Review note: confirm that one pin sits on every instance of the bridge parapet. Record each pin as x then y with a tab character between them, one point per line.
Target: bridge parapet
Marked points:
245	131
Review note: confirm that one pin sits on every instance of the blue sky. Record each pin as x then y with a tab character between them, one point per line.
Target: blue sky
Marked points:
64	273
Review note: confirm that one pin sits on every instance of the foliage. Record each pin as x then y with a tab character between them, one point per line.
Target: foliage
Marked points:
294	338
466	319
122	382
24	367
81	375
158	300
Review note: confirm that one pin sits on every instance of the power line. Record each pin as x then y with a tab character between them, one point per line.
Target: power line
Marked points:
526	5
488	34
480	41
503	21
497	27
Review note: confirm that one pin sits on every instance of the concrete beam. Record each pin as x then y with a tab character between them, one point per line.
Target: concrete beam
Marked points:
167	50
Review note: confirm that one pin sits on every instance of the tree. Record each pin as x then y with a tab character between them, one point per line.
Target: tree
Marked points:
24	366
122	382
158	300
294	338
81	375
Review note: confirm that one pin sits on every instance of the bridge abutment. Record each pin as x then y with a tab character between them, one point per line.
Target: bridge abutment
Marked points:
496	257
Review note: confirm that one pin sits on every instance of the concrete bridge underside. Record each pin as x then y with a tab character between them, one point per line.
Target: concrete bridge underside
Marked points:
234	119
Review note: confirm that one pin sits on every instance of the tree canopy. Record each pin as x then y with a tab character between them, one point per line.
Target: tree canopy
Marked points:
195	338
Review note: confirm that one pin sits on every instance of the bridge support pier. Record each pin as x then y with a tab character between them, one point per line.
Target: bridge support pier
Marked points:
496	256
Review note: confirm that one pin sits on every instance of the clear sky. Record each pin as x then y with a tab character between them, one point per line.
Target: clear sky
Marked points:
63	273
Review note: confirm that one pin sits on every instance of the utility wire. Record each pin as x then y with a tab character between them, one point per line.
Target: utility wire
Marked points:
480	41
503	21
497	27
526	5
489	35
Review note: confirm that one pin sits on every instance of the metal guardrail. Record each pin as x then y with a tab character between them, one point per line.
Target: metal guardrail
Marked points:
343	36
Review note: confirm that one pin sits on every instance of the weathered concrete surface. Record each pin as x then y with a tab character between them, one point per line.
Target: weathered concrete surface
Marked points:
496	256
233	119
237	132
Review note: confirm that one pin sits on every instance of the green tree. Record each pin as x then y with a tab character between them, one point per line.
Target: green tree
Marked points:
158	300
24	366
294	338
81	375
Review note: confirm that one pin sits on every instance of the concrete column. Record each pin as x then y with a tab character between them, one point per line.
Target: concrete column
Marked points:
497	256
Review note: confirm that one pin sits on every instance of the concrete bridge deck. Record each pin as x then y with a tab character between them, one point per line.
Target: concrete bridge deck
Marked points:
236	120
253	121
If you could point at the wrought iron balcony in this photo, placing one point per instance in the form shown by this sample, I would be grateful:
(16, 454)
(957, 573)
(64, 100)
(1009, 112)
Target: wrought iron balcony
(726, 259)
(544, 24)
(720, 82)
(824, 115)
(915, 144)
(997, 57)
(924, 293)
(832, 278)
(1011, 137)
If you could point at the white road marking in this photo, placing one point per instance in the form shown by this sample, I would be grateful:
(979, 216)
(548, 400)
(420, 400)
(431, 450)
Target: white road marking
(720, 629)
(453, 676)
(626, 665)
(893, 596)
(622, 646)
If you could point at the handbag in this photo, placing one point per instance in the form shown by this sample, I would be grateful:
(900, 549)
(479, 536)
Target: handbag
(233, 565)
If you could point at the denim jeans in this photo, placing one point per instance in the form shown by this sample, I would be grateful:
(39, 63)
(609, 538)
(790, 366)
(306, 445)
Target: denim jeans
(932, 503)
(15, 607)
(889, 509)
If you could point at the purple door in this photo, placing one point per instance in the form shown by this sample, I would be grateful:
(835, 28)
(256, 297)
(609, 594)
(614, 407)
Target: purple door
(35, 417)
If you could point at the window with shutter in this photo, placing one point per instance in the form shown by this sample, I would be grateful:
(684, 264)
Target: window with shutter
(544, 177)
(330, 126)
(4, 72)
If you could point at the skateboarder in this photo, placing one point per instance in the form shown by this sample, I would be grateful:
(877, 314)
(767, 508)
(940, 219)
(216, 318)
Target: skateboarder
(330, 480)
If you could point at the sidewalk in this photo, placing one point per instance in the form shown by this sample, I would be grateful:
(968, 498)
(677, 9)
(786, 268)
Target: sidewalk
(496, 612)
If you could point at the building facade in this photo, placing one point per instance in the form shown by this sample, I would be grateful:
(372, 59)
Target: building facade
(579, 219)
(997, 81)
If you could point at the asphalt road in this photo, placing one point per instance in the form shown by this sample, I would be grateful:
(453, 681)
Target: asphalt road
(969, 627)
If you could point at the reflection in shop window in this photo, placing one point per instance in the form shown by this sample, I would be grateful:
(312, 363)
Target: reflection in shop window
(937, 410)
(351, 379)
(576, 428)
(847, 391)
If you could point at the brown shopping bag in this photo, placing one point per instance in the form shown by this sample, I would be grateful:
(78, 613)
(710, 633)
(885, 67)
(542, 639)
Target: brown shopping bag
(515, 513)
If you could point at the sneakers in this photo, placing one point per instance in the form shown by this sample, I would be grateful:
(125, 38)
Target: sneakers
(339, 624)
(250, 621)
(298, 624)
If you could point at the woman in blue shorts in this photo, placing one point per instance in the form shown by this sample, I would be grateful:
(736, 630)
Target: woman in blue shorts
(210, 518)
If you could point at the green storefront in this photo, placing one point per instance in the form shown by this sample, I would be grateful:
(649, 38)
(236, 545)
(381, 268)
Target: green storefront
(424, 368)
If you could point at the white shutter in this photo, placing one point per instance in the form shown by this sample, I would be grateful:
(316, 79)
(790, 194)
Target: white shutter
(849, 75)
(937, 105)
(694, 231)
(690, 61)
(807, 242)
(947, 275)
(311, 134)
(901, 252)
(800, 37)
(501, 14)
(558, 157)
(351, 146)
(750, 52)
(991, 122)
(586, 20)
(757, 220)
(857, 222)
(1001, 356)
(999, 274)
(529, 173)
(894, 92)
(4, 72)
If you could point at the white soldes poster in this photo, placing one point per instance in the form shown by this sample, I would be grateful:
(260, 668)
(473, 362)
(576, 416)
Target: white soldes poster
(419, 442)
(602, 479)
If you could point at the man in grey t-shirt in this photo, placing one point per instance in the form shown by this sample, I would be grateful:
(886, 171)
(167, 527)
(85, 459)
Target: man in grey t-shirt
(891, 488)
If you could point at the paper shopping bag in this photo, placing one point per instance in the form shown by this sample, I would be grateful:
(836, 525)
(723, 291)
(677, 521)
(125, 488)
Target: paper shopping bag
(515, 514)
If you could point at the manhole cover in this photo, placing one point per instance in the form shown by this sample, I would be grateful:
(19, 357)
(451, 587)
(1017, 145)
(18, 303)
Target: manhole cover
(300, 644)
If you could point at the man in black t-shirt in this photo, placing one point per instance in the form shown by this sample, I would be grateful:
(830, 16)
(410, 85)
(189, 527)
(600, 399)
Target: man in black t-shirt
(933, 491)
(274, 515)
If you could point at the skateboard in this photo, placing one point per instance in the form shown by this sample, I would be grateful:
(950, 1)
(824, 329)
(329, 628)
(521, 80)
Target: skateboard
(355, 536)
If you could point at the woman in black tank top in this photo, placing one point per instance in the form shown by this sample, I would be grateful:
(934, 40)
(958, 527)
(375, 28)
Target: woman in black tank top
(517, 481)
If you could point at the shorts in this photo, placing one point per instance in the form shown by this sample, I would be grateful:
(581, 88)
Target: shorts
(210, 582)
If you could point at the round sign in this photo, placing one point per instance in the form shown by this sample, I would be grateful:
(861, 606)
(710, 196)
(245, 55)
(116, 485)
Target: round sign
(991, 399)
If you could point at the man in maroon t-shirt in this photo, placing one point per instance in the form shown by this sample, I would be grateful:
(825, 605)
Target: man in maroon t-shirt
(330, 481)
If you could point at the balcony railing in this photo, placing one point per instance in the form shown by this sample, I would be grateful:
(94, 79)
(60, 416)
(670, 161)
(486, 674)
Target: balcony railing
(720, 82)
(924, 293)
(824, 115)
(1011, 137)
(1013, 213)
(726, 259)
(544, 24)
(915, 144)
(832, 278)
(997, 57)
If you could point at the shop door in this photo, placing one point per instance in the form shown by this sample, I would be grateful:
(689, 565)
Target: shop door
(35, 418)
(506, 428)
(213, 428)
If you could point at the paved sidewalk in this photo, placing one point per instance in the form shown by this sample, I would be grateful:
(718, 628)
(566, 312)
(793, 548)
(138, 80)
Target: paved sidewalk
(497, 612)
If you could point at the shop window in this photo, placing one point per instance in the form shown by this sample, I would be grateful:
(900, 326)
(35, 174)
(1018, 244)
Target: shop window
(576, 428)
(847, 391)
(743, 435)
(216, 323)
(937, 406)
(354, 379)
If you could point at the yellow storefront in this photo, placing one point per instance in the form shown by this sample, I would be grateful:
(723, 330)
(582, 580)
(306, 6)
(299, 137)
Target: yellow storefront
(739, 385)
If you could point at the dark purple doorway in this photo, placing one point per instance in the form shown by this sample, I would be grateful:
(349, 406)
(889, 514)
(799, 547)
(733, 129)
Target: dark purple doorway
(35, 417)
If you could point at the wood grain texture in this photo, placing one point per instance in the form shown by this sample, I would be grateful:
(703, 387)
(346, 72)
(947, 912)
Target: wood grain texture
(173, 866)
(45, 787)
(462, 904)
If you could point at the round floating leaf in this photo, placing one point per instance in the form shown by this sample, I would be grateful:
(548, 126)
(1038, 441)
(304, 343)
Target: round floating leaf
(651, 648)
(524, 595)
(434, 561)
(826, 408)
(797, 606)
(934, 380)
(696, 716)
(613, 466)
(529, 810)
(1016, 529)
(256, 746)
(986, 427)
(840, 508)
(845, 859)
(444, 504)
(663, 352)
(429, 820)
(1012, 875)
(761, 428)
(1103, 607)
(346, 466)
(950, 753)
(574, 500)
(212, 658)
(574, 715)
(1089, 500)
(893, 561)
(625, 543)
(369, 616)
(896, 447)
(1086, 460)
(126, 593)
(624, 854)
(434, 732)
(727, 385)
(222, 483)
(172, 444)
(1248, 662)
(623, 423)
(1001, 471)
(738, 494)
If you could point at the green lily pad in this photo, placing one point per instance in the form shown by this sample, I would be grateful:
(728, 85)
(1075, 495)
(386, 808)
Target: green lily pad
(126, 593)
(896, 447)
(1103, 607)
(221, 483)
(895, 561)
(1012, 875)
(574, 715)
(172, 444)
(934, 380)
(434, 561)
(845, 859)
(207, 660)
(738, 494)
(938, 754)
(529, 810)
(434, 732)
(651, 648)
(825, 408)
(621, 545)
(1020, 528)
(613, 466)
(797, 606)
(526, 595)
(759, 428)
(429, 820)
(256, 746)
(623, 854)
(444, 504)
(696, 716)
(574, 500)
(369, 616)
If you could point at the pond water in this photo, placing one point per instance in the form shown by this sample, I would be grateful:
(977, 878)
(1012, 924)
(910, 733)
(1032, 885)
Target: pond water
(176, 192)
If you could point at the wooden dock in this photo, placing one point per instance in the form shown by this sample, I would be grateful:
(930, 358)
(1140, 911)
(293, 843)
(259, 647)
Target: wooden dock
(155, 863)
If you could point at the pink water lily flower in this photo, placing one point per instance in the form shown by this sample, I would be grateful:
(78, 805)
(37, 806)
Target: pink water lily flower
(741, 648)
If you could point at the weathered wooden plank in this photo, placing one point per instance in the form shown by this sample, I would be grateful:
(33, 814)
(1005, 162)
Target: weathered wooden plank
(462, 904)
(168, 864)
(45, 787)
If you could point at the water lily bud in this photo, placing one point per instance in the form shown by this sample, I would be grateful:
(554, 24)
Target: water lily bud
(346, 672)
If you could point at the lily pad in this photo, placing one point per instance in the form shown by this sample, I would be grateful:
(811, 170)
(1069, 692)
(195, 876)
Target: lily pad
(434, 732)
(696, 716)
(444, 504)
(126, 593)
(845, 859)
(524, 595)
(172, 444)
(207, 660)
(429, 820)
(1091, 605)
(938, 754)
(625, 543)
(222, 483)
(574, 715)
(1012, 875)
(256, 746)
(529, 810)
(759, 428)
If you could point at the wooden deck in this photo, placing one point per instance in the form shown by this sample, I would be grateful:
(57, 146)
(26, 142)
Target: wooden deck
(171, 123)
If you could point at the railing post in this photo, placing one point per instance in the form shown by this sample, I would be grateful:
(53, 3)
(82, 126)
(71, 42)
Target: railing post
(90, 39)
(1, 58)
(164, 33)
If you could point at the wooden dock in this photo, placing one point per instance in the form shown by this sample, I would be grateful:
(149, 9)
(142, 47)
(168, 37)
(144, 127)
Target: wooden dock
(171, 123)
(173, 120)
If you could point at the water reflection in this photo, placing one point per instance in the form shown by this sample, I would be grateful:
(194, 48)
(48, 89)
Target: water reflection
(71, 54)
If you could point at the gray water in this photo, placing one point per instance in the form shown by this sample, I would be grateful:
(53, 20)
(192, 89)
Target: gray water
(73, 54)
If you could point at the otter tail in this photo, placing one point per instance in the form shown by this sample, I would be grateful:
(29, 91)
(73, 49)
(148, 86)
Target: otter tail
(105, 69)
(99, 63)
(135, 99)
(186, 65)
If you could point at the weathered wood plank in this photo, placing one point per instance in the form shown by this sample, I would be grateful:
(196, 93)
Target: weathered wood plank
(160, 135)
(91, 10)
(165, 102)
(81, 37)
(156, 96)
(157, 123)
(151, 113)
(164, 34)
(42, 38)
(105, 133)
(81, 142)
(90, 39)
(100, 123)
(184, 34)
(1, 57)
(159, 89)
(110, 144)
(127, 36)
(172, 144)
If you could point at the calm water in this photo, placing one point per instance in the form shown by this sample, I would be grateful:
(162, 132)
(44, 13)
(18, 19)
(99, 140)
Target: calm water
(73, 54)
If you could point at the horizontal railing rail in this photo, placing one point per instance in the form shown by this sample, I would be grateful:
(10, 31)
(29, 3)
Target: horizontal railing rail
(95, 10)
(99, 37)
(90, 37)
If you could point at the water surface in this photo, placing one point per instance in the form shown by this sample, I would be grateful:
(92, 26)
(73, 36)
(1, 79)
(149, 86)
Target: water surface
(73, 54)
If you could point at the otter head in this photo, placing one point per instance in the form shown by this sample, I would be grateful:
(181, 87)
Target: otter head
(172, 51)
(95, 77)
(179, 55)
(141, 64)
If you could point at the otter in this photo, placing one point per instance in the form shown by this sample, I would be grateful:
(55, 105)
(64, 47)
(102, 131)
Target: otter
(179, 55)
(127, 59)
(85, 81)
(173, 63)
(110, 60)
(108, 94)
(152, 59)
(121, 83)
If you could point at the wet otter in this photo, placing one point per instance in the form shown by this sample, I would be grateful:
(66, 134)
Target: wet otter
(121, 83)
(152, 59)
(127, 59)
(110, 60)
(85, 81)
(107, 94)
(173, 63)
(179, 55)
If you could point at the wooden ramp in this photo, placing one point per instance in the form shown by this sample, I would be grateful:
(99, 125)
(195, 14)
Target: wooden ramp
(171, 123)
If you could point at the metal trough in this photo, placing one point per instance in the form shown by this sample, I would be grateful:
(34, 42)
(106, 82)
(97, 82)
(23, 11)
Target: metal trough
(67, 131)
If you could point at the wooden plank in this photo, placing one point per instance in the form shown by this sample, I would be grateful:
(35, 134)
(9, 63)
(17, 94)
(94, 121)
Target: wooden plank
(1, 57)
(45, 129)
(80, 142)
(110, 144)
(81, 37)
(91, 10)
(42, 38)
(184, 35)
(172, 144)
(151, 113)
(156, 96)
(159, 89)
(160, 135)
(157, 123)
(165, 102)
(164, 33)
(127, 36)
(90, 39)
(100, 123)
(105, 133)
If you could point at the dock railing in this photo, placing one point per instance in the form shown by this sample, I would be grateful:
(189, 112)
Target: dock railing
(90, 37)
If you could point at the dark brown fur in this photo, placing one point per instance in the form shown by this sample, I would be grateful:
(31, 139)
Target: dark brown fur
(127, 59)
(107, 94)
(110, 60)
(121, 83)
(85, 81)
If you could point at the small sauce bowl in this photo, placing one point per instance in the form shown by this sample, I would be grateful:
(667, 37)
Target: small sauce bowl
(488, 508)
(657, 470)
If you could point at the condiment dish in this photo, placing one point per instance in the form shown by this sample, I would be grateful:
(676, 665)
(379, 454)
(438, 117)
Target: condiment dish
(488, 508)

GOAL OF THE EXERCISE —
Select every line above that contains the word "clear", and copy it.

ANSWER FOR THIS EXERCISE —
Review note: confirm that one pin sits on every instance of the clear sky. Record each pin as x then y with a tab character between them, one point per line.
Target: clear sky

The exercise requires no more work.